Exercise directions:
With pictures removed, print the listing exactly.

Records provided:
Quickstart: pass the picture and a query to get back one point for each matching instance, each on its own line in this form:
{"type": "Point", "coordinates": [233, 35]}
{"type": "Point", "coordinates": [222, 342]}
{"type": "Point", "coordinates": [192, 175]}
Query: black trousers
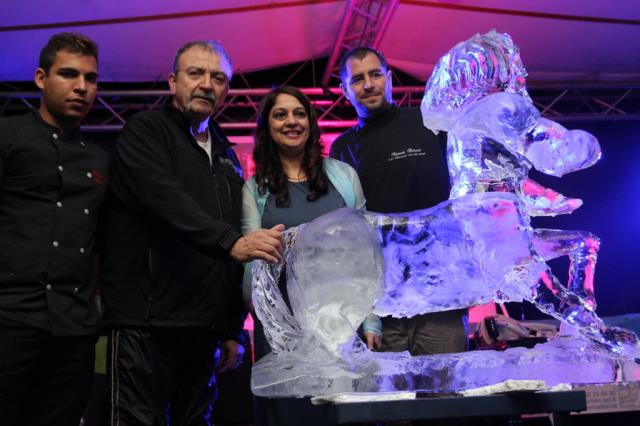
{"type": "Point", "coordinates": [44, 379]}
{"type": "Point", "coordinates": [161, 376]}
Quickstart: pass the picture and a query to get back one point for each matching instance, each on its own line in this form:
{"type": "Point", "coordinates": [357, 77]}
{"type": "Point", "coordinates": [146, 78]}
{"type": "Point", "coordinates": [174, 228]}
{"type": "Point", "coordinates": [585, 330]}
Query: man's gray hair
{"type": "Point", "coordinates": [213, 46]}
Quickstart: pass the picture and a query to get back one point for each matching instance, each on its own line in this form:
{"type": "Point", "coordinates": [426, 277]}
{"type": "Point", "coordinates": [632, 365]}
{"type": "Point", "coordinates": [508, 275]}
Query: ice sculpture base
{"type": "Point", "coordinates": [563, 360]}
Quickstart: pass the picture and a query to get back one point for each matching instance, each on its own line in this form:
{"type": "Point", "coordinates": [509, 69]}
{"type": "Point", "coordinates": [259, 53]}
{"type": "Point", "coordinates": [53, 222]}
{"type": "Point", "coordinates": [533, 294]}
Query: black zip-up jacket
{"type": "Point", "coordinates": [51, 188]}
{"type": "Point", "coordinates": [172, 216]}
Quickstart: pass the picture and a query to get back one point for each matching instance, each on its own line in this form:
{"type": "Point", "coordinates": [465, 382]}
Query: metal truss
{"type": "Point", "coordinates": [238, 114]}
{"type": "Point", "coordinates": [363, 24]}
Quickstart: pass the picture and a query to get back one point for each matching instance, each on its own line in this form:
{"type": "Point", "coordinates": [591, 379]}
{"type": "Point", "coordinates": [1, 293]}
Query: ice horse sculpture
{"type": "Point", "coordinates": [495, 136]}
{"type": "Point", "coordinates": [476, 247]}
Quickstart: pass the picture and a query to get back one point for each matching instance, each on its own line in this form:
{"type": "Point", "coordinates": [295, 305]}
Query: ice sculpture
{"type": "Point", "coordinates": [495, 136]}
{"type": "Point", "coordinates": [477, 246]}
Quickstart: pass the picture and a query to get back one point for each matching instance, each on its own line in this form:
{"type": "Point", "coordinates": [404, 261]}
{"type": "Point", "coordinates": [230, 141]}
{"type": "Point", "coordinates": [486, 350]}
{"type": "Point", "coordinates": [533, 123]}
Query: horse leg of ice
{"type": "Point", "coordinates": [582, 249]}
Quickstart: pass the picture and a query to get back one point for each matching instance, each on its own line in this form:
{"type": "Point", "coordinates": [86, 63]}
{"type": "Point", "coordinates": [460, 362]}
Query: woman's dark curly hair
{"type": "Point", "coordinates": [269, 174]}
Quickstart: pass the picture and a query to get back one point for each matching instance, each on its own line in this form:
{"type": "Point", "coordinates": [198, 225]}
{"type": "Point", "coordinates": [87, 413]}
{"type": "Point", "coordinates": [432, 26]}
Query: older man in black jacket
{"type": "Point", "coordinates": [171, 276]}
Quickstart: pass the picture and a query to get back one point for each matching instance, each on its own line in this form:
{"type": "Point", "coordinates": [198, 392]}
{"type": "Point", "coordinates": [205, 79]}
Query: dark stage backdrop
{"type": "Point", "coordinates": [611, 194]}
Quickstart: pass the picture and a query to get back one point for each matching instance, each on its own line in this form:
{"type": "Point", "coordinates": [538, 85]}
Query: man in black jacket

Your response:
Quickstart: pass the picture and a query to get back one point for each matching instance, each on its own line in this form:
{"type": "Point", "coordinates": [233, 35]}
{"type": "Point", "coordinates": [222, 342]}
{"type": "Point", "coordinates": [192, 175]}
Query: black trousers
{"type": "Point", "coordinates": [44, 379]}
{"type": "Point", "coordinates": [161, 376]}
Quickstart: pass the picture and a query to get back one point for each matching instance, each on its own line in this form:
{"type": "Point", "coordinates": [357, 77]}
{"type": "Point", "coordinates": [146, 78]}
{"type": "Point", "coordinates": [174, 228]}
{"type": "Point", "coordinates": [585, 330]}
Query: man's gray hair
{"type": "Point", "coordinates": [213, 46]}
Quickstart: pass the picture and a query to get back one point for each matching instance, each on its own line in this form:
{"type": "Point", "coordinates": [426, 277]}
{"type": "Point", "coordinates": [632, 365]}
{"type": "Point", "coordinates": [508, 275]}
Query: ice sculpture base
{"type": "Point", "coordinates": [563, 360]}
Quickstart: pass the picture and a query to get back one point for each matching instance, each on its own line in this form:
{"type": "Point", "coordinates": [509, 69]}
{"type": "Point", "coordinates": [259, 53]}
{"type": "Point", "coordinates": [53, 222]}
{"type": "Point", "coordinates": [533, 294]}
Query: black zip-up jacket
{"type": "Point", "coordinates": [51, 188]}
{"type": "Point", "coordinates": [172, 216]}
Quickstart: pass the picture and a query to get back one point for each matching instance, each on its own line in this form:
{"type": "Point", "coordinates": [465, 382]}
Query: metal truss
{"type": "Point", "coordinates": [238, 114]}
{"type": "Point", "coordinates": [363, 24]}
Quickstart: pass the picture and a query to get back one point for each matching instance, each on its own line in this form:
{"type": "Point", "coordinates": [591, 379]}
{"type": "Point", "coordinates": [1, 293]}
Query: ice horse sculpture
{"type": "Point", "coordinates": [495, 136]}
{"type": "Point", "coordinates": [476, 247]}
Quickstart: pass the picture and a query to get back one point for each matching instance, each on its own line in this form:
{"type": "Point", "coordinates": [295, 305]}
Query: ice sculpture
{"type": "Point", "coordinates": [495, 136]}
{"type": "Point", "coordinates": [477, 246]}
Quickstart: pass the picture and a query to get back one point for each matching instance, each on its own line in this form:
{"type": "Point", "coordinates": [404, 261]}
{"type": "Point", "coordinates": [230, 141]}
{"type": "Point", "coordinates": [486, 350]}
{"type": "Point", "coordinates": [533, 123]}
Query: horse leg of ice
{"type": "Point", "coordinates": [582, 249]}
Quickstart: pass the picture and a query to get back one point for each matching instance, each on its own line in this form:
{"type": "Point", "coordinates": [86, 63]}
{"type": "Point", "coordinates": [460, 362]}
Query: woman's dark curly hair
{"type": "Point", "coordinates": [269, 174]}
Quickstart: pass the picture and a query to get back one point for each matching instance, each on its own line in this form:
{"type": "Point", "coordinates": [198, 225]}
{"type": "Point", "coordinates": [87, 413]}
{"type": "Point", "coordinates": [432, 26]}
Query: older man in black jacket
{"type": "Point", "coordinates": [171, 276]}
Quickstart: pass the picture and a query to get back one point for each matching instance, each on its own line in this form:
{"type": "Point", "coordinates": [198, 392]}
{"type": "Point", "coordinates": [205, 79]}
Query: dark stage backdrop
{"type": "Point", "coordinates": [611, 194]}
Quickstart: pass the picture and a query to get back one point for each matching instance, each on its own line in this form:
{"type": "Point", "coordinates": [538, 85]}
Query: man in black jacket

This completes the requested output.